**Aufgaben:**
**A.** Schreiben Sie aus dem Text über Wegeleitsysteme den Abschnitt von „Mithilfe städtischer Wegeleitsysteme“ bis einschließlich „Geld und Mühe.“ wortgetreu ab.
**B.** Fassen Sie den Text über Wegeleitsysteme in zwei Sätzen zusammen.

**Lesetext:**
Die App lässt Gebäude sprechen

Mithilfe städtischer Wegeleitsysteme finden sich Touristen an unbekannten Orten zurecht. Denn einheitliche Ansätze in Planung und Beschilderung erleichtern die Orientierung. Analoge Schilder werden nach und nach durch digitale Infotafeln ersetzt. Aktualisierungen von Daten sind somit kein Problem.

Der digitale Wandel hat auch die Struktur der Wegleitsysteme radikal verändert. Dem aufgestellten Schild assistiert der digitale Wegweiser beim Einkaufen, im Rathaus oder an der Universität. Die Sichtbarkeit kommunaler Institutionen wächst rasant und führt in erster Instanz zu einem Mehraufwand. Eine touristisch relevante Flaniermeile mit elektronischen Infotafeln, auch Infoterminals genannt, auszurüsten, kostet Geld und Mühe.

**Datensätze:**

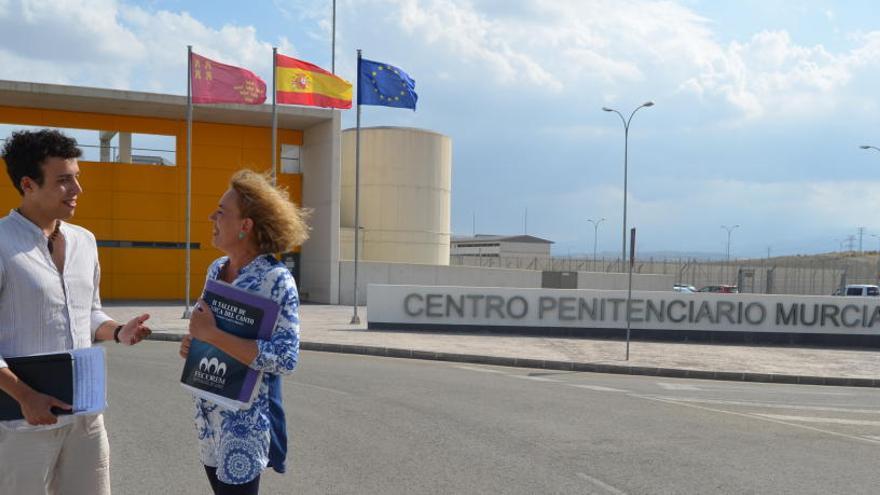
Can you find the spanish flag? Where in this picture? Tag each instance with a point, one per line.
(301, 83)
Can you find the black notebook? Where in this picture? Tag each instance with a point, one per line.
(76, 377)
(51, 374)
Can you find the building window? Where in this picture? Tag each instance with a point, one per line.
(290, 163)
(113, 146)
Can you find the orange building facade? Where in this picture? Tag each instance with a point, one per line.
(137, 211)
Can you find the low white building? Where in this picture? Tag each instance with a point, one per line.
(502, 247)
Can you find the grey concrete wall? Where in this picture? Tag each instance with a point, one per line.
(319, 272)
(468, 276)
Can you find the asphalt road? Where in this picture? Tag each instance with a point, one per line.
(364, 425)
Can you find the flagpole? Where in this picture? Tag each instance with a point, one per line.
(333, 40)
(357, 190)
(188, 310)
(274, 116)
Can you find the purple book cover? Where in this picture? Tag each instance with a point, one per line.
(240, 313)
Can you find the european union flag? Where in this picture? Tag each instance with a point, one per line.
(385, 85)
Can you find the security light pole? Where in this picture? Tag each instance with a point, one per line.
(595, 237)
(625, 153)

**Lösungen:**
**A.**
Mithilfe städtischer Wegeleitsysteme finden sich Touristen an unbekannten Orten zurecht. Denn einheitliche Ansätze in Planung und Beschilderung erleichtern die Orientierung. Analoge Schilder werden nach und nach durch digitale Infotafeln ersetzt. Aktualisierungen von Daten sind somit kein Problem.

Der digitale Wandel hat auch die Struktur der Wegleitsysteme radikal verändert. Dem aufgestellten Schild assistiert der digitale Wegweiser beim Einkaufen, im Rathaus oder an der Universität. Die Sichtbarkeit kommunaler Institutionen wächst rasant und führt in erster Instanz zu einem Mehraufwand. Eine touristisch relevante Flaniermeile mit elektronischen Infotafeln, auch Infoterminals genannt, auszurüsten, kostet Geld und Mühe.

**B.** Städtische Wegeleitsysteme erleichtern Touristen die Orientierung an unbekannten Orten, und analoge Schilder werden nach und nach durch digitale Infotafeln ersetzt, deren Daten sich problemlos aktualisieren lassen. Der digitale Wandel hat die Struktur dieser Systeme radikal verändert, doch eine touristisch relevante Flaniermeile mit Infoterminals auszurüsten, kostet Geld und Mühe.